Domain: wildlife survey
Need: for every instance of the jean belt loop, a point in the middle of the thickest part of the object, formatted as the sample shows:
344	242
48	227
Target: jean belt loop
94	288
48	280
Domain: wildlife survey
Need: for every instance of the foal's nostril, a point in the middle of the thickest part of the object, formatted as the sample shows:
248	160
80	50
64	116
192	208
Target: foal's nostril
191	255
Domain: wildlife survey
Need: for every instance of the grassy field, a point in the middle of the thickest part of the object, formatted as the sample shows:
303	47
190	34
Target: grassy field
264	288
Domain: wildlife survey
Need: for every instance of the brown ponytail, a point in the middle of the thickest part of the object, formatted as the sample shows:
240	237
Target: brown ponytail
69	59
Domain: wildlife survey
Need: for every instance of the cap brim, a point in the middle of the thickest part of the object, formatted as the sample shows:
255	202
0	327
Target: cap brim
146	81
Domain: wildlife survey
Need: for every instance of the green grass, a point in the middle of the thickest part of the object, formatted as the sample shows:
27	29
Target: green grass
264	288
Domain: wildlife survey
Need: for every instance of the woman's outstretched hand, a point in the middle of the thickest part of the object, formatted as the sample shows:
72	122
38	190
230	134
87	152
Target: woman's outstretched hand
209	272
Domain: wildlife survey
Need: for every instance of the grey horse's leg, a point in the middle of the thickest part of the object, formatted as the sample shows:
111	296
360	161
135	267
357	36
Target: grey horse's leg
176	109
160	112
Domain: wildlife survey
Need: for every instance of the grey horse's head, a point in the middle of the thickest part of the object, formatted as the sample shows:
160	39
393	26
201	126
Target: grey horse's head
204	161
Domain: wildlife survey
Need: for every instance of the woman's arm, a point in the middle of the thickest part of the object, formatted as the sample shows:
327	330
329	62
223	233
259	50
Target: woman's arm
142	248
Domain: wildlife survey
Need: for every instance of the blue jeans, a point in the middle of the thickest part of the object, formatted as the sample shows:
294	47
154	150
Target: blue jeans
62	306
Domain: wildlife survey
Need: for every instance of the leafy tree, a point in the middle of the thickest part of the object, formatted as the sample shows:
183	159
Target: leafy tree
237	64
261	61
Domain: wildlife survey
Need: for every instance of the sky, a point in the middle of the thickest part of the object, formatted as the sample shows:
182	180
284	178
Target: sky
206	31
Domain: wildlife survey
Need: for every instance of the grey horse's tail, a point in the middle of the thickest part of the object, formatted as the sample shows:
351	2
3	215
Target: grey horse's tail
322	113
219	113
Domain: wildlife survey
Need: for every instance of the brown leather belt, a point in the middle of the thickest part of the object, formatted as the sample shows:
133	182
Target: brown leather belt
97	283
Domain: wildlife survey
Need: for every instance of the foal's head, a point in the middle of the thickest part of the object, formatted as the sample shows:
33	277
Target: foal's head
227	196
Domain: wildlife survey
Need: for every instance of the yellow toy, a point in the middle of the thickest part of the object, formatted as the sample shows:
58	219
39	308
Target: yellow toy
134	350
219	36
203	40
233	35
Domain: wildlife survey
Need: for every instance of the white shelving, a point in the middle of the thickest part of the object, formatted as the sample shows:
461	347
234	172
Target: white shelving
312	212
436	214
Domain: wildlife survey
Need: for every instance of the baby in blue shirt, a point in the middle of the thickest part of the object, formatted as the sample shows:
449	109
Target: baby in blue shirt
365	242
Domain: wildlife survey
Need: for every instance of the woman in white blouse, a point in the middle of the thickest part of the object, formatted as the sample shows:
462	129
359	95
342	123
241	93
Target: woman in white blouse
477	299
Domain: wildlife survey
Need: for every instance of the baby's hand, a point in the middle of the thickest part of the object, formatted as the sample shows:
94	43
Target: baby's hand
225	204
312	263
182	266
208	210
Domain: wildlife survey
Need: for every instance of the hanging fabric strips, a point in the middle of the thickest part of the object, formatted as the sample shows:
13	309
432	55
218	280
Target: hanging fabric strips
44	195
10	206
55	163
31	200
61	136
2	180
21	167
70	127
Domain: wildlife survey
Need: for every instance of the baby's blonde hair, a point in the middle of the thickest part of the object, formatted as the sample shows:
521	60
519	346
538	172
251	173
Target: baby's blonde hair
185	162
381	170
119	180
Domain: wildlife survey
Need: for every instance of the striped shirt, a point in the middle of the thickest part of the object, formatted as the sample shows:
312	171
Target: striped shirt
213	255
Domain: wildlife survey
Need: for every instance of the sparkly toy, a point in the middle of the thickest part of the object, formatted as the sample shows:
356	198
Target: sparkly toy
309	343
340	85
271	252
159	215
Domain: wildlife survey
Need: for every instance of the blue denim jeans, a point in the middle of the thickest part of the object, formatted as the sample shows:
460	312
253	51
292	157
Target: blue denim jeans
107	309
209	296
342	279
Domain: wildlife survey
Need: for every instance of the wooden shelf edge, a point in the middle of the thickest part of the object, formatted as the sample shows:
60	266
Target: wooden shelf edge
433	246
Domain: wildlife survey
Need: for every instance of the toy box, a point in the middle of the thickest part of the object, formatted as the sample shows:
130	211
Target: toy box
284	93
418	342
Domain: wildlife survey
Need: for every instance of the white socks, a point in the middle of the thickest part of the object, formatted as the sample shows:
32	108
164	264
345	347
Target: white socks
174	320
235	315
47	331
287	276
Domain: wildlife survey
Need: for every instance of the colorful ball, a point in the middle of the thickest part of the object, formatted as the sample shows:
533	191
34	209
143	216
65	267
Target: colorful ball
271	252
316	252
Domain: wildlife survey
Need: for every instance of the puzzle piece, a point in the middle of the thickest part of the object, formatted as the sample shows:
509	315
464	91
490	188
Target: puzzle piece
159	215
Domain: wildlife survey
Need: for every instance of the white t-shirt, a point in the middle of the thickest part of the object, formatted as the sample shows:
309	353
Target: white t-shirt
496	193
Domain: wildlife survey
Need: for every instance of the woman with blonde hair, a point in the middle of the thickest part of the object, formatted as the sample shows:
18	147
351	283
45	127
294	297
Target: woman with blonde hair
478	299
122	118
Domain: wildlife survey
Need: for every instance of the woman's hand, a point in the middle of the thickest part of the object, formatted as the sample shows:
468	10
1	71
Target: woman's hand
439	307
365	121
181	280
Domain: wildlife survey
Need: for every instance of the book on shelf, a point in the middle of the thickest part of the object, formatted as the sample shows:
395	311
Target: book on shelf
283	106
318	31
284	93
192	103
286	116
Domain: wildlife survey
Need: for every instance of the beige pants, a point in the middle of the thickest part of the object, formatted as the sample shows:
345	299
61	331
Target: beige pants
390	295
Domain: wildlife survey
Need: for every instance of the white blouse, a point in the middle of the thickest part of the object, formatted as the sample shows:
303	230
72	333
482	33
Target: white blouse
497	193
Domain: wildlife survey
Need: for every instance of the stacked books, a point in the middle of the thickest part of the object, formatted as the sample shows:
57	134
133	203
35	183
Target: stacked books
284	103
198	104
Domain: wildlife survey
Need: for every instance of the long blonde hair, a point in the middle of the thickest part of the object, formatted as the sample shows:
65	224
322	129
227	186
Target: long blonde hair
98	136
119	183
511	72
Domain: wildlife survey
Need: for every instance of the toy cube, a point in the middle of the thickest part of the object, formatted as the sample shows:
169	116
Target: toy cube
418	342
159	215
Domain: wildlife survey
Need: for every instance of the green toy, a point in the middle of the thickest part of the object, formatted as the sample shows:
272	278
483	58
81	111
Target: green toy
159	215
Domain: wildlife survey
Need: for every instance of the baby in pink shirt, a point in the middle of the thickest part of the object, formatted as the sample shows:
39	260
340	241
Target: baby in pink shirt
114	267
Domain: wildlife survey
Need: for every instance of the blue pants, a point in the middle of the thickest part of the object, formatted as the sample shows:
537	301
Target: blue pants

────

- **YOUR TASK**: Output all of the data again. Match it exactly.

- **COMPLETE ANSWER**:
Domain: wildlife survey
Need: for every instance of the jean belt loop, a point in the middle of the thickest part of the object, formatted as the sample shows:
344	242
48	227
Target: jean belt loop
94	288
48	280
Domain: wildlife survey
Need: for every instance of the foal's nostril, a point in the middle of the thickest part of the object, formatted as the sample shows:
248	160
80	50
64	116
192	208
Target: foal's nostril
191	255
Domain: wildlife survey
Need: for every instance of the grassy field, a point in the middle of the thickest part of the object, formatted as the sample shows:
303	47
190	34
Target: grassy field
264	288
Domain: wildlife survey
Need: for every instance of the brown ponytail, a point in the middle of the thickest part of the object, formatted as the sample shows:
240	237
Target: brown ponytail
69	59
Domain: wildlife survey
Need: for every instance of the cap brim, a point in the middle of the thickest part of the object, formatted as the sample shows:
255	202
0	327
Target: cap brim
146	81
Domain: wildlife survey
Need: for every instance of the green grass, a point in the middle of the thickest part of the object, formatted as the sample shows:
27	29
Target: green grass
264	288
Domain: wildlife survey
Need: for every instance of the woman's outstretched hand, a point in the middle of the thickest part of the object, formatted as the sample shows:
72	122
38	190
230	134
87	152
Target: woman's outstretched hand
209	272
Domain: wildlife survey
Need: for every instance of the grey horse's leg, a point in the middle of the thickest part of the object, formatted as the sample shows:
111	296
360	161
135	267
357	36
Target: grey horse's leg
176	109
160	112
Domain: wildlife survey
Need: for every instance of the grey horse's head, a point in the middle of the thickest part of the object, formatted as the sample shows:
160	39
393	26
201	126
Target: grey horse's head
204	161
Domain: wildlife survey
Need: for every instance of the woman's arm, a point in the middle of the thickest part of the object, formatted as the sample shows:
327	330
329	62
223	233
259	50
Target: woman's arm
142	248
Domain: wildlife survey
Need: for every instance of the blue jeans, a point in the middle of the thickest part of the object, formatted as the sample shows:
294	47
154	150
Target: blue jeans
62	306
Domain: wildlife survey
Need: for every instance of the leafy tree, a point in the middle of the thickest part of the object, formatted as the sample shows:
183	159
Target: leafy tree
237	64
261	61
Domain: wildlife survey
Need: for every instance of the sky, a point in the middle of the thickest part of the object, formatted as the sample shows:
182	180
284	178
Target: sky
206	31
Domain: wildlife survey
Need: for every instance of the grey horse's tail, a point in the middle of the thickest part of the object, formatted as the sample shows:
351	2
3	215
Target: grey horse's tail
322	113
219	113
Domain: wildlife survey
Need: for every instance of the brown leather belt, a point in the middle of the thickest part of the object, formatted as the sample shows:
133	182
Target: brown leather belt
97	283
Domain: wildlife survey
Need: for every instance of the foal's head, a point in the middle of the thickest part of the object, formatted as the sample shows:
33	277
Target: foal's head
227	196
Domain: wildlife survey
Need: for every instance of the yellow toy, a point in the middle of the thickest part of the object, formatted as the sample shows:
58	219
39	308
Target: yellow toy
134	350
219	36
203	40
233	35
Domain: wildlife survey
Need: for every instance of the white shelving, a point in the middle of the thickest part of the object, formatted as the sample shows:
461	347
234	172
Target: white shelving
312	212
436	214
Domain: wildlife survey
Need: for every instance of the baby in blue shirt, a point in the middle of the thickest part of the object, formatted as the sample shows:
449	109
Target: baby in blue shirt
365	242
Domain: wildlife survey
Need: for every instance of the woman in white blouse, a point in the middle of the thickest part of the object, formatted as the sample shows:
462	129
359	95
342	123
241	93
Target: woman in white blouse
477	299
Domain: wildlife survey
Need: for every instance of the baby's hand, a point in the middle of the thickest part of the object, formatted as the sample shows:
94	43
Target: baby's hand
225	204
312	263
182	266
208	210
Domain: wildlife survey
Need: for every instance of the hanging fabric strips, a point in the middle of the thickest part of the object, formatted as the sample shows:
13	309
432	55
218	280
Target: hanging fabric strips
44	195
10	206
55	163
31	200
61	136
2	180
21	167
70	127
Domain: wildlife survey
Need: for every instance of the baby's blonde hair, a point in the middle of the thickest part of the object, formatted as the sample shows:
521	60
519	346
538	172
251	173
Target: baby's blonde hair
185	162
381	170
119	180
Domain: wildlife survey
Need: for every instance of the striped shirt, a point in the middle of the thickest part of the object, formatted as the sample shows:
312	171
Target: striped shirt
213	255
Domain: wildlife survey
Need: for every instance of the sparkly toy, a point in the middle of the thickest part of the object, formatted as the sample shows:
356	198
Target: sparkly toy
309	343
340	85
271	252
159	215
Domain: wildlife survey
Need: for every instance of the blue denim jeans, a point in the middle of the thickest part of the object, formatted as the sample shows:
460	312
253	51
292	157
Target: blue denim jeans
107	309
209	296
342	279
Domain: wildlife survey
Need: for every instance of the wooden shelf edge, a point in the middle of the thickest part of the object, formatted as the sample shows:
60	266
Target: wooden shelf edge
433	246
Domain: wildlife survey
Need: for every instance of the toy box, a point in the middle of the thickest part of the object, formatted as the sample shows:
130	211
Target: toy box
284	93
418	342
Domain: wildlife survey
Need: for every instance of the white socks, a point in the middle of the thickest part of the object, formatted as the sample shows:
32	108
164	264
345	347
Target: white socks
174	320
235	315
47	331
287	276
Domain: wildlife survey
Need: for every instance of the colorful ball, a point in the middle of the thickest part of the object, formatted as the sample shows:
533	191
34	209
143	216
65	267
Target: colorful ball
271	252
316	252
Domain: wildlife survey
Need: for every instance of the puzzle piece, a point in the middle of the thickest part of the object, formatted as the sample shows:
509	315
464	91
490	188
Target: puzzle piece
159	215
Domain: wildlife survey
Need: for every instance of the white t-shirt, a point in the middle of the thickest part of the object, formatted as the sample shows:
309	353
Target: white t-shirt
496	193
Domain: wildlife survey
Need: for every instance of the woman with blonde hair, a point in the middle of the thickest part of the object, formatted as the sample shows:
18	147
351	283
45	127
294	297
Target: woman with blonde hair
478	299
122	118
Domain: wildlife survey
Need: for every instance of the woman's hand, a point in the middle of the thickest part of the object, formatted as the sample shows:
468	10
1	71
Target: woman's hand
439	307
365	121
181	280
Domain: wildlife survey
Need: for every instance of the book on shelf, a point in the middle of the thickest part of the object, formatted as the sample shows:
395	311
Target: book on shelf
283	106
318	31
284	93
192	103
286	116
Domain: wildlife survey
Need: for every instance of the beige pants, a point in the middle of the thickest part of the object, formatted as the sample shows:
345	299
61	331
Target: beige pants
390	295
Domain: wildlife survey
Need: for every instance of the white blouse, a point in the middle of the thickest part of the object, formatted as the sample shows:
303	230
72	333
482	33
Target: white blouse
497	193
Domain: wildlife survey
Need: for every instance of the stacked books, a point in the middle of the thickest part of the object, formatted as the sample shows:
57	134
133	203
35	183
Target: stacked books
284	103
198	104
Domain: wildlife survey
Need: for every instance of the long blonde hair, a point in the middle of the thickest part of the object, formatted as the sample shows:
65	224
322	129
227	186
Target: long blonde hair
98	136
119	183
511	72
Domain: wildlife survey
Need: for every instance of the toy cube, a point in the middle of the thickest part of the object, formatted as the sample shows:
169	116
Target: toy cube
418	342
159	215
Domain: wildlife survey
Need: for every instance of the green toy, a point in the middle of the thickest part of the object, formatted as the sample shows:
272	278
483	58
81	111
Target: green toy
159	215
Domain: wildlife survey
Need: for every instance of the baby in pink shirt, a point in the middle of the thickest part of the object, formatted as the sample shows:
39	260
340	241
Target: baby in pink shirt
114	267
Domain: wildlife survey
Need: for every instance of the blue pants, a point in the middle of the thickest part of the object, formatted as the sample shows:
537	301
Target: blue pants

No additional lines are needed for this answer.